▸ Task requirements:
A: Answer these questions about the tutorial excerpt, one line each, using the same (i), (ii), (iii) markers:
(i) Which class is used to set up the geometry for the text?
(ii) Which property of the text node is modified to rotate it?
(iii) Which method should the new code be added to?
B: List every class or type name in the tutorial excerpt that begins with "SCN" or "AR".
C: From the tutorial excerpt, copy the part that begins with the words containing "The extra code" and ends with "our custom extension.".

▸ Document excerpt:
** begin **

The extra code added to the setup() method allows 3D text displaying the dimensions of the plane to be added on top of the grid. So now, let's run down what we've set up here.

1. We set up a geometry for the text using the SCNText class. We then set the text to be the plane's width and height, calculated using our custom extension.

2. We've created a new SCNNode with the SCNText geometry from the above step and updated its position and scale appropriately. We also made sure to also rotate the text node in the same direction the grid is updated by modifying its transform property.

This allows us to show the size of the plane when it is first set up. Additionally, we should keep updating the size of the plane as it keeps getting larger. Let's do that in the next code changes.

Find the update(anchor: ARPlaneAnchor) method. At the end of the method, before its last curly bracket (}), add the following code:

if let textGeometry = self.childNode(withName: "textNode", recursively: true)?.geometry as? SCNText {
    // Update text to new size
    textGeometry.string = String(format: "%.1f\"", anchor.width) + " x " + String(format: "%.1f\"", anchor.length)

** end **

▸ Raw data:
** begin **

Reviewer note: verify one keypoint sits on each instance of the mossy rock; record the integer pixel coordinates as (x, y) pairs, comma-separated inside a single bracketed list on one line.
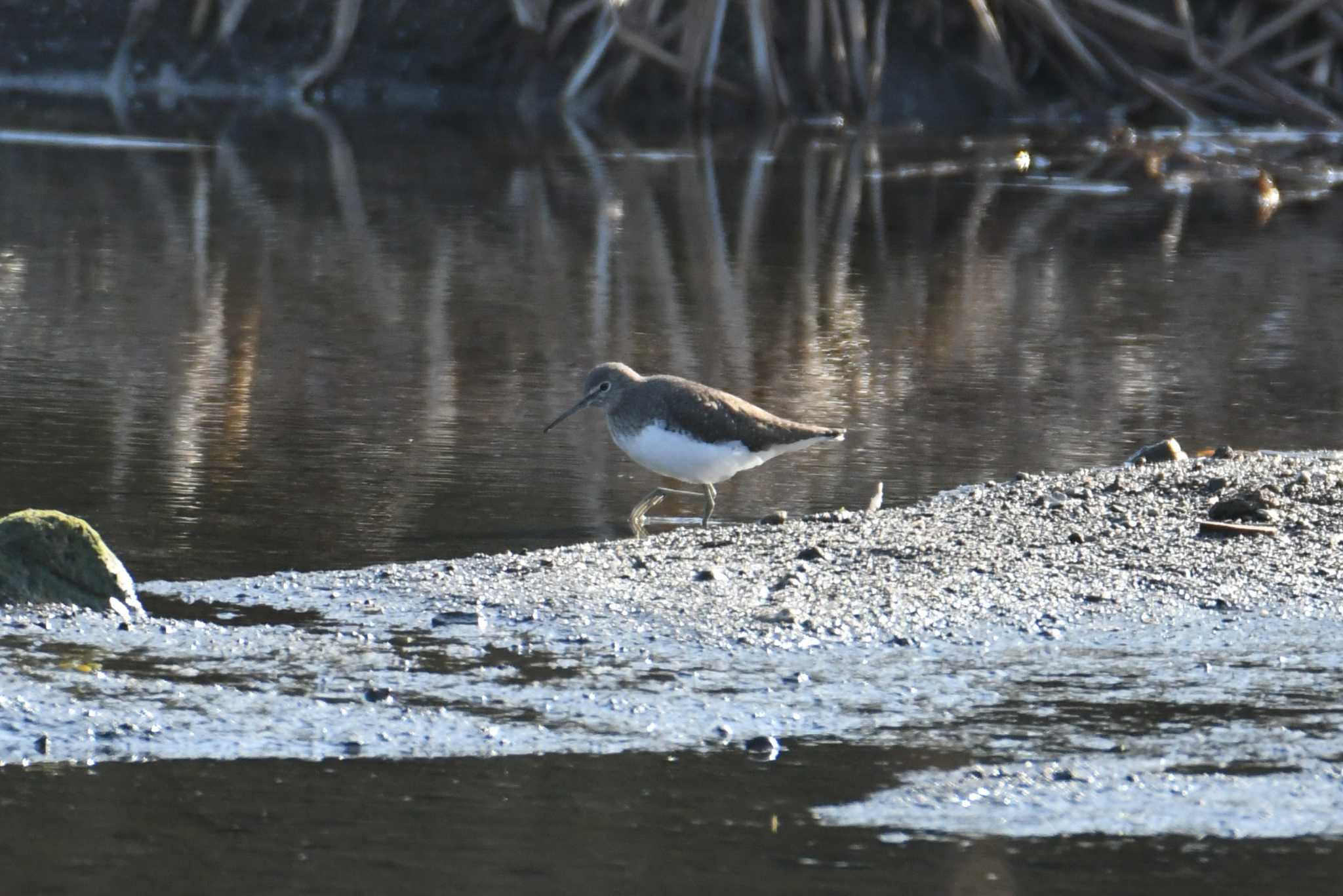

** end **
** begin **

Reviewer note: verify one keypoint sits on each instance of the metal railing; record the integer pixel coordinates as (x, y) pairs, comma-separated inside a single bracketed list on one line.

** end **

▸ The replies:
A:
(i) SCNText
(ii) transform
(iii) update(anchor: ARPlaneAnchor)

B:
SCNText
SCNNode
ARPlaneAnchor

C:
The extra code added to the setup() method allows 3D text displaying the dimensions of the plane to be added on top of the grid. So now, let's run down what we've set up here.

1. We set up a geometry for the text using the SCNText class. We then set the text to be the plane's width and height, calculated using our custom extension.